Image-grounded pointing data

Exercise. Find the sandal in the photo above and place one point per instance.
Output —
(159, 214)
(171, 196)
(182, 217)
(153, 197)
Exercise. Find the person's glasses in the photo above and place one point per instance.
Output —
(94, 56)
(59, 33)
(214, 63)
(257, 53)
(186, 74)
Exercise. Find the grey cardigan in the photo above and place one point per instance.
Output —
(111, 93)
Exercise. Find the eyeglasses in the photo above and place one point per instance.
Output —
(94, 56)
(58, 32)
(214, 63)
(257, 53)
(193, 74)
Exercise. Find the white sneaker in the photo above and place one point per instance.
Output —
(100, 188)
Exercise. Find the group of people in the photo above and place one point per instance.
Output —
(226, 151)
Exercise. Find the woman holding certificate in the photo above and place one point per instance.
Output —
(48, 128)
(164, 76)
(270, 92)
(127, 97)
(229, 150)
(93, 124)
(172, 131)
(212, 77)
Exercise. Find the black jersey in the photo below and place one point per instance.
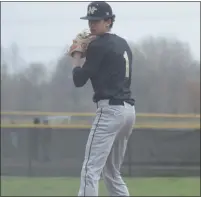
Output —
(109, 66)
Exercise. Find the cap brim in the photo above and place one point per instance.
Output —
(94, 18)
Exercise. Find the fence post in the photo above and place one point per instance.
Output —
(32, 144)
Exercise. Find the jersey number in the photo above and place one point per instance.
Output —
(127, 64)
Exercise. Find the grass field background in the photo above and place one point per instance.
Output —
(19, 186)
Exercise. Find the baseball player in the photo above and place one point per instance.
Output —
(107, 65)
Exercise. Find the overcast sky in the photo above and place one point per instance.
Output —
(43, 29)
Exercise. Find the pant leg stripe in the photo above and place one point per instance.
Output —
(90, 152)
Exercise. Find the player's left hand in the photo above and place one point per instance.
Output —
(80, 43)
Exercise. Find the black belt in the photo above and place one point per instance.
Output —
(119, 102)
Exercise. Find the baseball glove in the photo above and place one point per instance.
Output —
(80, 43)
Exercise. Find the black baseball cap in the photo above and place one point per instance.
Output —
(98, 10)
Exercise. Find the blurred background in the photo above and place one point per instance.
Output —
(37, 88)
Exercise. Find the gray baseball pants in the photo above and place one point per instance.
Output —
(106, 148)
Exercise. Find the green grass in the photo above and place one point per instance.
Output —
(14, 186)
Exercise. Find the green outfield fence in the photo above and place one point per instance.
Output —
(161, 144)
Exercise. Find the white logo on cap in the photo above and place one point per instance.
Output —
(91, 10)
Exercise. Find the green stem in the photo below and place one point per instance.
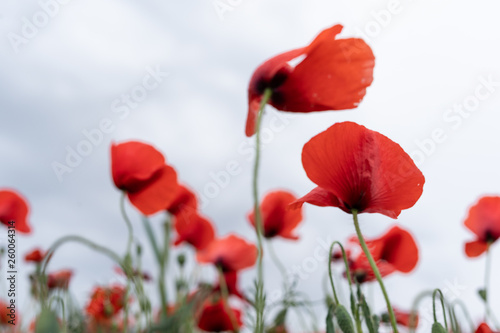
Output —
(375, 270)
(259, 299)
(128, 222)
(441, 297)
(277, 261)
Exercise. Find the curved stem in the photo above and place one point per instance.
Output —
(277, 261)
(259, 299)
(442, 305)
(128, 222)
(465, 312)
(375, 270)
(330, 274)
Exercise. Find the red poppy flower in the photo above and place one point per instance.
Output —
(484, 221)
(357, 168)
(36, 256)
(14, 207)
(59, 279)
(403, 318)
(230, 253)
(333, 75)
(140, 170)
(484, 328)
(231, 280)
(106, 302)
(185, 200)
(219, 317)
(193, 229)
(277, 218)
(396, 250)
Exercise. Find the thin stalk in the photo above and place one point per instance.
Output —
(128, 222)
(375, 270)
(259, 299)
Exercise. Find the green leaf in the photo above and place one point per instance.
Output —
(47, 322)
(438, 328)
(482, 293)
(344, 319)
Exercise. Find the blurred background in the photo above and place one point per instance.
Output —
(68, 66)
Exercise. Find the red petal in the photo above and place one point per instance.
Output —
(475, 248)
(318, 197)
(14, 207)
(334, 75)
(184, 199)
(277, 219)
(219, 317)
(231, 253)
(193, 229)
(398, 248)
(484, 218)
(363, 169)
(261, 79)
(134, 163)
(158, 193)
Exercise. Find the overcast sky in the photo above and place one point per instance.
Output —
(436, 92)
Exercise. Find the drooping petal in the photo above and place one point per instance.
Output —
(134, 163)
(184, 200)
(219, 317)
(277, 219)
(475, 248)
(193, 229)
(158, 193)
(334, 75)
(265, 77)
(14, 207)
(363, 169)
(484, 218)
(230, 253)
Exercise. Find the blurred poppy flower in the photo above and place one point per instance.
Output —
(402, 318)
(105, 303)
(230, 253)
(14, 207)
(357, 168)
(231, 280)
(484, 328)
(184, 201)
(277, 218)
(59, 279)
(140, 170)
(484, 221)
(36, 256)
(219, 317)
(396, 250)
(333, 75)
(193, 229)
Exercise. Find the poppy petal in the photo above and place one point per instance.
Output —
(261, 79)
(363, 169)
(193, 229)
(133, 163)
(334, 75)
(484, 218)
(14, 207)
(277, 219)
(231, 253)
(158, 193)
(475, 248)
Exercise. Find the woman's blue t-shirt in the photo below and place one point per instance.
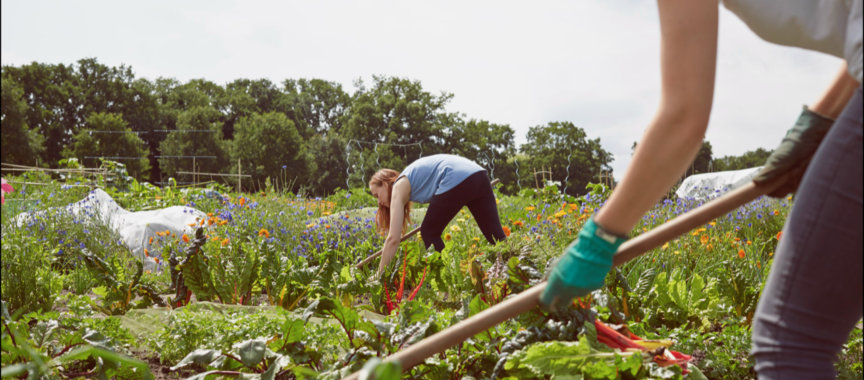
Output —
(437, 174)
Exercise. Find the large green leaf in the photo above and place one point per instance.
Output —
(201, 357)
(251, 352)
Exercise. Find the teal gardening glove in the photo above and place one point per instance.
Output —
(795, 152)
(583, 267)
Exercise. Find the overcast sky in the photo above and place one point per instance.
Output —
(592, 62)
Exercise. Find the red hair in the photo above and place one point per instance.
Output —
(386, 178)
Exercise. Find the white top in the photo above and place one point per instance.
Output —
(830, 26)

Assignment - Copy out every line of the data exactly, leaving the images behind.

Output of the exercise -
Exercise. Find the sandal in the photo above and place one point per instance.
Output —
(159, 214)
(171, 196)
(182, 217)
(153, 197)
Exercise. Find the person's glasses in the photo above and place one point per instance.
Output —
(94, 56)
(59, 33)
(214, 63)
(257, 53)
(186, 74)
Exercise. Find the grey cardigan in the photo above and place one point per instance.
Output —
(111, 93)
Exercise. Find the eyeglasses in the photo above and place one point per instance.
Output —
(94, 56)
(58, 32)
(214, 63)
(257, 53)
(193, 74)
Exercise. Find the white sneaker in the photo above and place one point per instance.
Output —
(100, 188)
Exercise. Find the group of people in the photo above and place one point per instance.
Output —
(226, 151)
Exercise. Find the woman holding certificate in the photo above and place one point per instance.
Output —
(48, 128)
(164, 76)
(270, 92)
(127, 97)
(229, 150)
(93, 124)
(172, 131)
(212, 77)
Exercise. Find the black jersey in the photo below and place one point per instance.
Output —
(109, 66)
Exercise. Find the cap brim in the photo above and place one point per instance.
Output —
(94, 18)
Exercise. Find the fence post in the photo above and place one point per instance.
Output —
(32, 144)
Exercise. Find the jersey number in the photo above and place one point per instance.
Output —
(127, 64)
Exercise. Find the grass field background in the photo above and place one point per instance.
Output —
(19, 186)
Exercise. Find the baseball player in the photo above and place one point per instance.
Output —
(107, 65)
Exercise. Find the overcast sky in the photo above and place one point per instance.
Output —
(43, 29)
Exercise. Find the pant leg stripe in the photo above and place one point per instance.
Output —
(90, 152)
Exercise. Find the player's left hand in the photo above and place one point per instance.
Output —
(80, 43)
Exercise. Find the black belt in the photo above and place one point per instance.
Output —
(119, 102)
Exercise. Find the baseball glove in the photo above and place one point per instance.
Output —
(80, 43)
Exercise. Find the black baseball cap in the photo above and place one point per instance.
Output —
(98, 10)
Exercise. Find the blurred background in the photo above and place one point per instance.
Output —
(37, 88)
Exercise. Find the gray baseball pants in the photo above and place one point per instance.
Output —
(106, 148)
Exercise. Find the green grass in the photo above and place one point per instance.
Output —
(14, 186)
Exercise. Find the green outfield fence in the photo above and place one point per instance.
Output —
(161, 144)
Exercise. Find the white logo on cap in the photo above and place one point per instance.
Output —
(91, 10)
Exercise. Find the green stem in the photo below and place one point per instance.
Output —
(375, 270)
(259, 299)
(128, 222)
(441, 297)
(277, 261)
Exercise. Find the curved stem in the photo above and place one point per instance.
Output —
(277, 261)
(259, 299)
(442, 305)
(128, 222)
(465, 312)
(375, 270)
(330, 274)
Exercise. Find the red poppy flower in the photo above and place one point per instance.
Output —
(484, 221)
(357, 168)
(36, 256)
(14, 207)
(59, 279)
(403, 318)
(230, 253)
(333, 75)
(140, 170)
(484, 328)
(231, 280)
(106, 302)
(185, 200)
(219, 317)
(193, 229)
(277, 218)
(396, 250)
Exercise. Find the thin stalk in the photo above and place one point per instance.
Output —
(128, 222)
(375, 270)
(259, 299)
Exercise. Find the green leaf in the photo above and place one point per instance.
Output —
(47, 322)
(438, 328)
(482, 293)
(344, 319)
Exercise. Find the blurred background in the photo above and place one point per instance.
Output —
(68, 66)
Exercise. Find the red petal in the photo above and place one point per instance.
Output —
(475, 248)
(318, 197)
(14, 207)
(334, 75)
(184, 199)
(277, 219)
(219, 317)
(231, 253)
(193, 229)
(398, 248)
(484, 218)
(363, 169)
(261, 79)
(134, 163)
(158, 193)
Exercise. Find the overcast sky in the photo above and place one point per instance.
Output —
(436, 92)
Exercise. Find the drooping petal in the photo above and place one point per instance.
Output —
(134, 163)
(184, 200)
(219, 317)
(277, 219)
(475, 248)
(193, 229)
(158, 193)
(334, 75)
(265, 77)
(14, 207)
(363, 169)
(484, 218)
(230, 253)
Exercise. Find the blurred poppy flower in the photo above and place one point per instance.
Output —
(402, 318)
(105, 303)
(230, 253)
(14, 207)
(357, 168)
(231, 280)
(484, 328)
(184, 201)
(277, 218)
(59, 279)
(140, 170)
(484, 221)
(36, 256)
(219, 317)
(396, 250)
(333, 75)
(193, 229)
Exercise. Find the poppy petal in the photo above and place one point per instance.
Output —
(261, 79)
(363, 169)
(193, 229)
(133, 163)
(334, 75)
(484, 218)
(14, 207)
(277, 219)
(231, 253)
(158, 193)
(475, 248)
Exercise. Find the woman's blue t-shirt in the photo below and place one point per instance.
Output —
(437, 174)
Exercise. Find the large green leaf in the photo above and place one point per instance.
Output —
(201, 357)
(251, 352)
Exercise. Find the teal gardening glove in the photo above and place one point per instance.
Output —
(795, 152)
(583, 267)
Exercise. Find the overcast sky in the photo above and place one point per instance.
Output —
(592, 62)
Exercise. Find the red hair in the photo above and place one point per instance.
Output —
(386, 178)
Exercise. Find the white top in the photo above and place one point per instance.
Output —
(830, 26)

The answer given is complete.